*EXERCISE REQUIREMENTS:* In the entries that follow, the first line to write out is the one containing "In this exercise you will point out the open", and the last is the one containing "[(374, 73), (493, 456)]". Reproduce that stretch exactly, with nothing before or after it.

===== DATA FOR THIS TASK =====

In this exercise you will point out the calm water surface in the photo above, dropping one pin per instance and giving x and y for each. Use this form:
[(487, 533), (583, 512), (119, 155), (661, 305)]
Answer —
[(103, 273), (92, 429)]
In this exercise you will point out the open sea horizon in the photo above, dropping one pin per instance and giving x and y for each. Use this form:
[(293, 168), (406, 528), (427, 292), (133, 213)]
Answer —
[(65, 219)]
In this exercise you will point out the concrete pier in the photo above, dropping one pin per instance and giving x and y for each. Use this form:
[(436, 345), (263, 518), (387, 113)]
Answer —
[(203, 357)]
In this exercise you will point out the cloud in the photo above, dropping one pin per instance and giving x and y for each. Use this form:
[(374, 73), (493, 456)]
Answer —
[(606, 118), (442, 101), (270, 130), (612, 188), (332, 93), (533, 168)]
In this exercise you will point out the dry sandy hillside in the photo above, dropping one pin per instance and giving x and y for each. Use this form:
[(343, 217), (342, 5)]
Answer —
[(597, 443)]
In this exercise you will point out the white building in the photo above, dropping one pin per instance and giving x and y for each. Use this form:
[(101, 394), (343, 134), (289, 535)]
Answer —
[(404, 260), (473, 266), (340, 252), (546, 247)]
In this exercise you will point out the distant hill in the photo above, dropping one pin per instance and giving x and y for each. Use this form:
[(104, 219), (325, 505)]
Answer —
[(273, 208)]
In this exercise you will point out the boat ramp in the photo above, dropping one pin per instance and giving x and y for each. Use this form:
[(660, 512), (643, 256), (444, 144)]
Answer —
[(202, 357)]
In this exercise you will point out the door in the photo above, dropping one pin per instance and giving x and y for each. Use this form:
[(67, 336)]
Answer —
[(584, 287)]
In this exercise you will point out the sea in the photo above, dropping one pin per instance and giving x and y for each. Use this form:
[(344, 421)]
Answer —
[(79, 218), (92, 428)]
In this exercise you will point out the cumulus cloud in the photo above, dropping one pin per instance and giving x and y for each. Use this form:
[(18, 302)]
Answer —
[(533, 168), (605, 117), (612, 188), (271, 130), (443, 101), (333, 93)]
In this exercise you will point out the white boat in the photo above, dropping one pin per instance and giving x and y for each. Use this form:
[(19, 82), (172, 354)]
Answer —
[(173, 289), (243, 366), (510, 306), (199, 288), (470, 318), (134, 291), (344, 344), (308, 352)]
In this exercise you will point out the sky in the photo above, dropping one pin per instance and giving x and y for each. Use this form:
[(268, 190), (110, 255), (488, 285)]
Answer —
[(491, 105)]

=====

*ANSWER BOX:*
In this exercise you will point out the open sea horizon in the photo above, dropping one pin per instance and giving x and y for each. Use this form:
[(293, 168), (406, 528), (427, 292), (133, 213)]
Answer —
[(65, 219)]
In this exercise you will point out the concrete pier in the photo above, dropping one pin per instance and giving x and y for each. Use this form:
[(436, 345), (263, 518), (387, 113)]
Answer —
[(203, 357)]
In this exercise you will point out the cloud in the photo above, dropping one pin per instance and giving x and y for each. Use this form:
[(374, 73), (493, 456)]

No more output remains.